Text under study:

And there’s good reason to think so. When he spoke at a college recently, President Obama told the students: “We are putting colleges on notice, you can’t assume that you’ll just jack up tuition every single year. If you can’t stop tuition from going up, then the funding you get from taxpayers each year will go down.”

Now, as the AP story notes, President Obama needs congressional approval to do this legally, but the academics should know better: he’s shown over and over he’s more than willing to ignore the constitution and implement rules and changes without congressional approval.

Still, I suspect they’re right, that this is just theater. I doubt President Obama has the slightest inclination to hurt or limit money going to academia, but it sounds good to students who think that government orders fix everything. You probably remember it from your youth. When you saw a problem for the first time, you demanded that “someone do something” and imagined what it would be like if only the right sort were in government and forced the bad guys to change or stop.

So when President Obama stands in front of college students and yells about how he’ll make those dirty colleges stop charging so much, he got applause and smiles. That fits how they think the world works at that age, and President Obama never grew out of it.

[Saved data entries]
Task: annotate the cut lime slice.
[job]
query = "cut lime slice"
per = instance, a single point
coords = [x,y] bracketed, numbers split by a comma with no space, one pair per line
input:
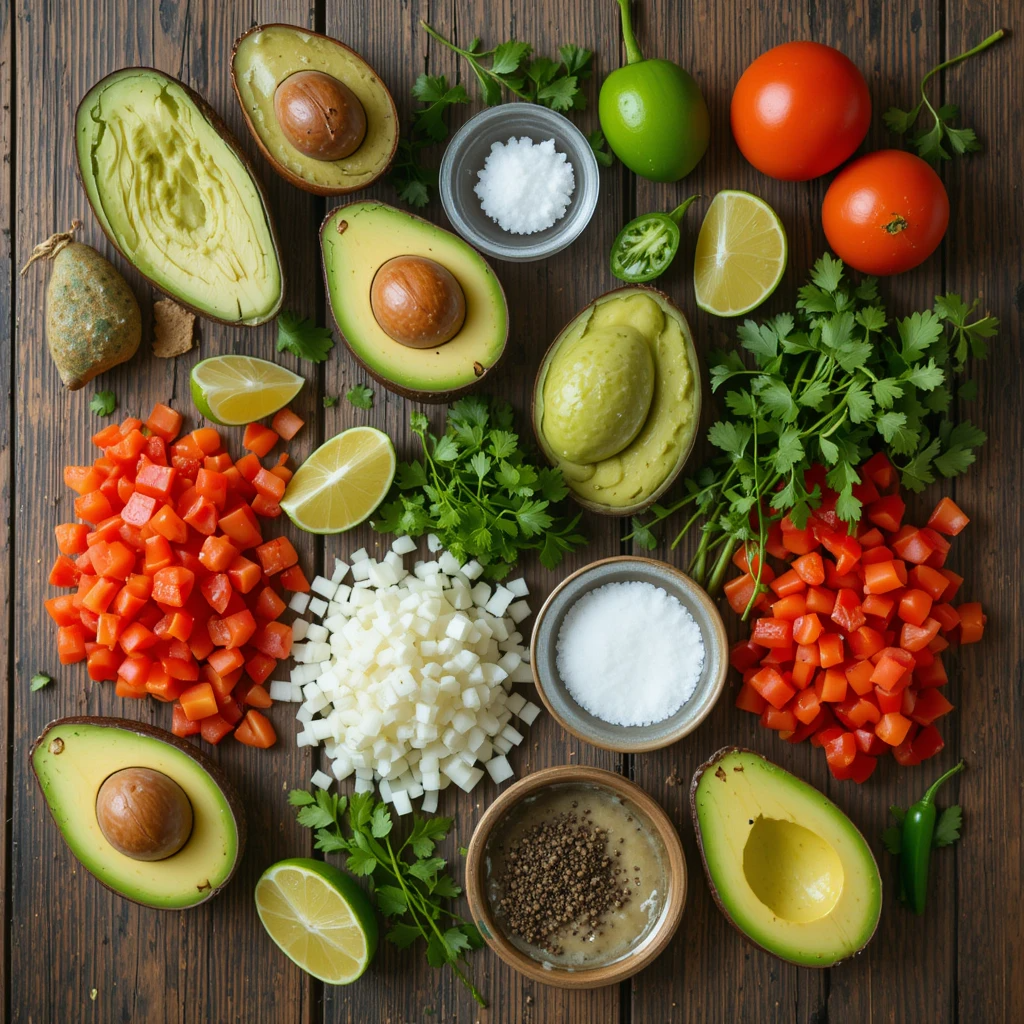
[341,482]
[320,918]
[238,389]
[740,255]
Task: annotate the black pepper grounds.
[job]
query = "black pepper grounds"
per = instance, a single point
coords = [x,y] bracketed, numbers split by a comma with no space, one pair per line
[559,879]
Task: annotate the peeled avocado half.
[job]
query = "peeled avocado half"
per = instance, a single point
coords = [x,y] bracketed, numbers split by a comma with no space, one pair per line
[784,864]
[73,760]
[174,193]
[267,55]
[360,239]
[616,400]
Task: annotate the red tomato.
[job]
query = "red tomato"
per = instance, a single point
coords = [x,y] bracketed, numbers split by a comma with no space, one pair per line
[886,212]
[800,110]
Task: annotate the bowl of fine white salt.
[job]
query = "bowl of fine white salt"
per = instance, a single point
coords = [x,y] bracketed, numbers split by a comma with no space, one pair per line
[519,181]
[630,654]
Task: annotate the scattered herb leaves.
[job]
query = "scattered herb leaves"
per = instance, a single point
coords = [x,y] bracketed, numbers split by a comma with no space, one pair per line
[480,493]
[929,141]
[411,892]
[302,337]
[103,402]
[360,396]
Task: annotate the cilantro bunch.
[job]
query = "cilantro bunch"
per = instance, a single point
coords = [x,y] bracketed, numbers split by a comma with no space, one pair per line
[410,892]
[476,488]
[832,382]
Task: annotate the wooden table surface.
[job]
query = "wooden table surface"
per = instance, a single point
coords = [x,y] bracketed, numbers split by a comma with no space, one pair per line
[74,951]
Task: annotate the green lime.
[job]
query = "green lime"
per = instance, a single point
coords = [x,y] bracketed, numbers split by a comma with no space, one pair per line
[320,919]
[238,389]
[341,482]
[740,254]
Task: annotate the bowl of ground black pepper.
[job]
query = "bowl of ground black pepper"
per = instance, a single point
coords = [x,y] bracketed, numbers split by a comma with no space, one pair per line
[576,878]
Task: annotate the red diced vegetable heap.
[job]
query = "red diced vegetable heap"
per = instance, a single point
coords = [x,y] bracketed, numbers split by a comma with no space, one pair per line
[174,585]
[847,650]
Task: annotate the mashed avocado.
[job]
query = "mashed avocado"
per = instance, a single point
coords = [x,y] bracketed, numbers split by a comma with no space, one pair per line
[619,433]
[175,198]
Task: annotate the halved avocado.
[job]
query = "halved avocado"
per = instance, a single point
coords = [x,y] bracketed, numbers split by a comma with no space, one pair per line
[616,400]
[268,54]
[73,760]
[785,865]
[176,196]
[359,239]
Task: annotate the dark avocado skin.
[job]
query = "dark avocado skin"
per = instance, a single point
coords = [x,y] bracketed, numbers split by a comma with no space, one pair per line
[92,316]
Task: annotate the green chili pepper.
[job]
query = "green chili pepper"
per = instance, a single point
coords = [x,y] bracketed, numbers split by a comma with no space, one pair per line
[645,247]
[915,845]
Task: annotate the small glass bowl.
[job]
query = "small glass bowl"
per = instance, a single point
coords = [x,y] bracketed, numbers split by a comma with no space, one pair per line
[466,155]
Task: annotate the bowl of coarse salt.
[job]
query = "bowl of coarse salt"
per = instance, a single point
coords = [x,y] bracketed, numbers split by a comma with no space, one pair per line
[519,181]
[629,654]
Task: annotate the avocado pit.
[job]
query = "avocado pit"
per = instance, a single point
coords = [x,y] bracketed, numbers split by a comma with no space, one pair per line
[417,302]
[143,813]
[320,116]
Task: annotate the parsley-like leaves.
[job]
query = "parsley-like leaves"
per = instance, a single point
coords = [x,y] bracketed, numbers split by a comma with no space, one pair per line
[303,338]
[933,140]
[409,890]
[103,402]
[478,491]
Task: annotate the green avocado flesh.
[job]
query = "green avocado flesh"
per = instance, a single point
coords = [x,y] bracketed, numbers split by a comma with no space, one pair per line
[263,58]
[356,241]
[788,868]
[176,199]
[73,759]
[617,399]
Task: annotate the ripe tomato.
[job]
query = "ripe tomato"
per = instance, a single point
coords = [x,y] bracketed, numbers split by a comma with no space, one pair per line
[800,110]
[886,212]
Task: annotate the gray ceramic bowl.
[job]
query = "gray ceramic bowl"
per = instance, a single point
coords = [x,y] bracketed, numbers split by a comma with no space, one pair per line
[629,739]
[465,156]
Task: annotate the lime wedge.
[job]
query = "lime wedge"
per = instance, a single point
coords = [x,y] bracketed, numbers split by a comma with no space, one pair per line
[238,389]
[341,482]
[740,255]
[320,918]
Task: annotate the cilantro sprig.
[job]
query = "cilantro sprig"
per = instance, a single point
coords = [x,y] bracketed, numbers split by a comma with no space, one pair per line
[409,883]
[476,488]
[929,141]
[830,383]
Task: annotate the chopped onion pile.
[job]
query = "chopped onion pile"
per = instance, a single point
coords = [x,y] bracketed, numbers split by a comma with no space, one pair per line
[408,681]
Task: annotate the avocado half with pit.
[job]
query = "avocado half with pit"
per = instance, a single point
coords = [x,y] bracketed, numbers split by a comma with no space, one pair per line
[785,865]
[321,115]
[616,400]
[147,814]
[416,305]
[177,198]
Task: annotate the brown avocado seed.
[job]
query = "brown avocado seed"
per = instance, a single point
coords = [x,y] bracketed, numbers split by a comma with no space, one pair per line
[320,116]
[417,302]
[143,814]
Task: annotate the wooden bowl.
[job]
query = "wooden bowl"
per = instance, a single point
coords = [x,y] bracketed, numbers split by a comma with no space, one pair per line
[629,738]
[675,869]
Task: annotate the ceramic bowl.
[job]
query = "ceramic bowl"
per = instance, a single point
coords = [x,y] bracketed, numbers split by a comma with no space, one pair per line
[568,714]
[466,155]
[660,827]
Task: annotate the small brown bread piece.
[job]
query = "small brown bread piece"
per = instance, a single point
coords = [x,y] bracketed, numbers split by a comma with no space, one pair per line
[417,302]
[320,116]
[173,327]
[143,813]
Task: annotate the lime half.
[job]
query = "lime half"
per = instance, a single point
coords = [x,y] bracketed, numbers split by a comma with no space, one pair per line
[320,918]
[740,255]
[341,482]
[238,389]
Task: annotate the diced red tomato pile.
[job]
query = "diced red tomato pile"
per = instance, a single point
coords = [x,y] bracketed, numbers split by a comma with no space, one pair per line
[847,649]
[175,592]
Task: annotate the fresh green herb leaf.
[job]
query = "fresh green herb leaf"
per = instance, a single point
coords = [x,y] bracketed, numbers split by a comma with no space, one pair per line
[103,402]
[303,338]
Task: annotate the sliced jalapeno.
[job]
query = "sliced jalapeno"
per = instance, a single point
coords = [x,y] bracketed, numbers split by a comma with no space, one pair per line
[646,246]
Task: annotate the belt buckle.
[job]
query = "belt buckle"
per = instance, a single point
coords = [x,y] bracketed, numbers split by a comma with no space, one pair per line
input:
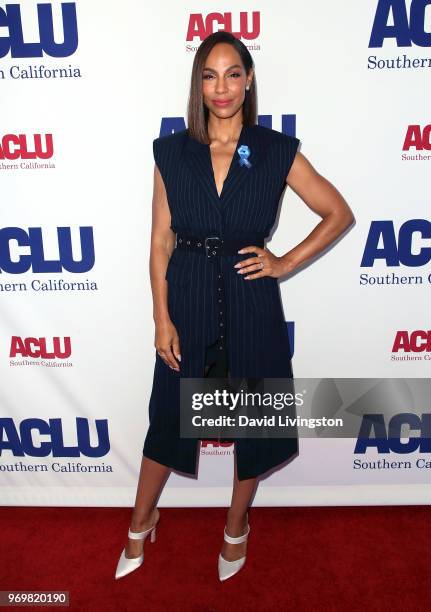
[212,250]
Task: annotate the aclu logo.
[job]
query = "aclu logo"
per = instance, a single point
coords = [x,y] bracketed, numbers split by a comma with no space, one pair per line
[406,247]
[408,25]
[21,146]
[418,138]
[36,437]
[374,433]
[14,261]
[243,25]
[54,348]
[14,40]
[417,341]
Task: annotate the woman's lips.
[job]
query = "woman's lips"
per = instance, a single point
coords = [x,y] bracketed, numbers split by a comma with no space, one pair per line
[222,102]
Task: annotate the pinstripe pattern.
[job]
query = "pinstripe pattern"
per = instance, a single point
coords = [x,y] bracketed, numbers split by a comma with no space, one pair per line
[257,341]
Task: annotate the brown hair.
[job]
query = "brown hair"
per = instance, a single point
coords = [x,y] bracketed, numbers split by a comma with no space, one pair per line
[197,112]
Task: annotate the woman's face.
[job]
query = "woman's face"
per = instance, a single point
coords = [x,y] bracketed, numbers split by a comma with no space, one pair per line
[224,80]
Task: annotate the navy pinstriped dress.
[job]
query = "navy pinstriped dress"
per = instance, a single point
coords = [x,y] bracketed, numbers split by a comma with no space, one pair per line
[253,340]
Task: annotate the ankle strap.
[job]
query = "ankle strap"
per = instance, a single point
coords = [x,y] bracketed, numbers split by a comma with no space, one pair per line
[138,535]
[230,540]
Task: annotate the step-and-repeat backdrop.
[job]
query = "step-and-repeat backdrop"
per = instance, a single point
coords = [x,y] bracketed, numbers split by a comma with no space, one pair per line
[85,88]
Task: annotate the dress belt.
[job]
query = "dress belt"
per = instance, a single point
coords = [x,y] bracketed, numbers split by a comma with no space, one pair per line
[213,247]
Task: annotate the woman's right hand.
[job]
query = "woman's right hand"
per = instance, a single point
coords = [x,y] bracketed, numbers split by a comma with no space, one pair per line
[167,344]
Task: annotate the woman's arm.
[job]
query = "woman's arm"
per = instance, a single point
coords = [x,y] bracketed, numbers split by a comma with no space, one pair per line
[162,245]
[325,200]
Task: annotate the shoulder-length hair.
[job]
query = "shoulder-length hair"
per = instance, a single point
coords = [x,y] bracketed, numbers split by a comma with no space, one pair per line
[197,112]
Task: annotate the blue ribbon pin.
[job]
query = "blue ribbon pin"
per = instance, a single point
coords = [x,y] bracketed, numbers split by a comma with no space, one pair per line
[244,153]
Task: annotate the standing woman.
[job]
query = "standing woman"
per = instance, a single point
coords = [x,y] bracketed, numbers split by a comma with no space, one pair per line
[217,306]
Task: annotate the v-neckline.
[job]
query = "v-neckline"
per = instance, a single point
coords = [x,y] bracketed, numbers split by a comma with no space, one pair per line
[230,165]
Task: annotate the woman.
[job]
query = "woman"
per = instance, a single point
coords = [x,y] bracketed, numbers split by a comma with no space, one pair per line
[217,187]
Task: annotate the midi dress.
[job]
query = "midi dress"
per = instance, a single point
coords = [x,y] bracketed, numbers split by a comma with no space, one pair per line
[227,326]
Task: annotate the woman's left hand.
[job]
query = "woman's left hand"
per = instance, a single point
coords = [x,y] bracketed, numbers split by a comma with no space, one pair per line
[264,263]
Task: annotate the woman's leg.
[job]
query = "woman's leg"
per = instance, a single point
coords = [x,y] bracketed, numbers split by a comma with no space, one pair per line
[236,522]
[152,479]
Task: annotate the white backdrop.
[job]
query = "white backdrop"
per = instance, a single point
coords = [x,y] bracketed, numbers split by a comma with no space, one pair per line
[130,72]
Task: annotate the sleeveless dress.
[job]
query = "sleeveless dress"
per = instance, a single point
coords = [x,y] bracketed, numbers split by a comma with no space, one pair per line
[256,343]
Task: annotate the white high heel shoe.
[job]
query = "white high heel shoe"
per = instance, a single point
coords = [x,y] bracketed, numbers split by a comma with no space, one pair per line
[126,565]
[226,569]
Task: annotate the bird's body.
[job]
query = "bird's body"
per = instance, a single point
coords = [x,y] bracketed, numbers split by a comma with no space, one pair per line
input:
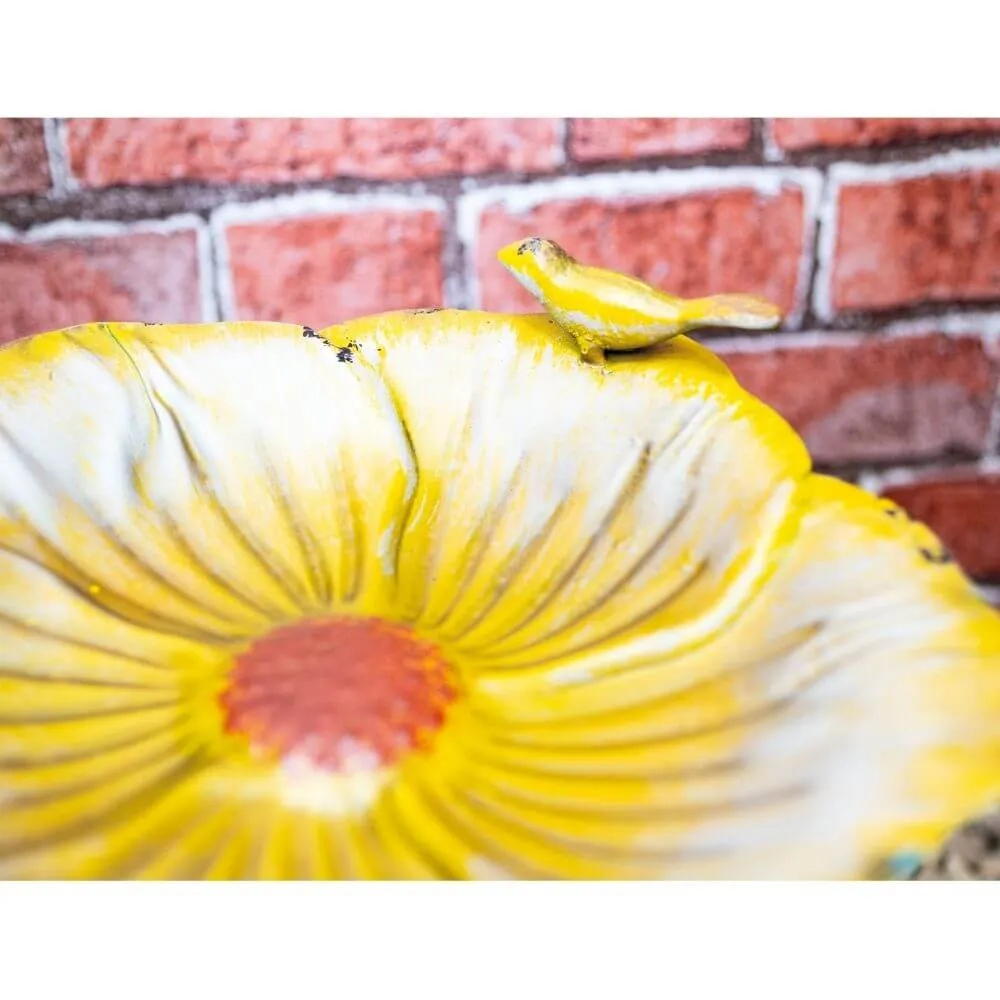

About this exercise: In the commentary on college tuition, what did President Obama tell students would happen to colleges that cannot stop tuition from rising?

Exercise response: The funding they get from taxpayers each year will go down.